What the exercise asks:
Produce all the records again exactly as they stand.

START Available data

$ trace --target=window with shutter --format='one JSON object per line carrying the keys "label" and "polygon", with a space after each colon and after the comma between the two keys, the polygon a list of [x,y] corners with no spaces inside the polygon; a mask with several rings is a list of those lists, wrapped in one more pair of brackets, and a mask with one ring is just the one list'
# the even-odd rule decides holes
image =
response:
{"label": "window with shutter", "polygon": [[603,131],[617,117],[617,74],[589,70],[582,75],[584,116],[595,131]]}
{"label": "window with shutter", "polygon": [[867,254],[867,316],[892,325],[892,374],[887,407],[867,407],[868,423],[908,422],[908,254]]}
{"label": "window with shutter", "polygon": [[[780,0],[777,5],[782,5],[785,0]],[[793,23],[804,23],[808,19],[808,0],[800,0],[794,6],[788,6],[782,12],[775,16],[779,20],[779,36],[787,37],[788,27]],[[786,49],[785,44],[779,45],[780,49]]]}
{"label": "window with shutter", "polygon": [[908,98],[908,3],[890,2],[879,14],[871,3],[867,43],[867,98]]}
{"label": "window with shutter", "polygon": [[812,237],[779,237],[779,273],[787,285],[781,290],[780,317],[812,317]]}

END Available data

Response area:
$ trace --target=window with shutter --format='one JSON object per line carrying the keys "label" and "polygon", with a space after each colon and after the comma between the two keys, the polygon a list of [x,y] corners with no spaces inside the polygon; a mask with several rings is a list of those lists, wrapped in one more pair of brackets, and a mask with one ring is just the one list'
# the even-odd rule decides holes
image =
response:
{"label": "window with shutter", "polygon": [[603,131],[617,117],[617,74],[589,70],[582,75],[584,116],[595,131]]}
{"label": "window with shutter", "polygon": [[867,254],[867,316],[892,325],[892,374],[887,407],[867,407],[868,423],[908,422],[908,254]]}
{"label": "window with shutter", "polygon": [[[780,0],[777,5],[782,5],[785,0]],[[793,23],[804,23],[808,19],[808,0],[800,0],[794,6],[788,6],[782,12],[775,16],[779,20],[779,36],[787,37],[788,27]],[[786,49],[785,44],[779,45],[780,49]]]}
{"label": "window with shutter", "polygon": [[908,98],[908,3],[890,2],[879,14],[871,3],[867,43],[867,98]]}
{"label": "window with shutter", "polygon": [[812,237],[779,237],[779,273],[787,285],[781,290],[780,317],[812,317]]}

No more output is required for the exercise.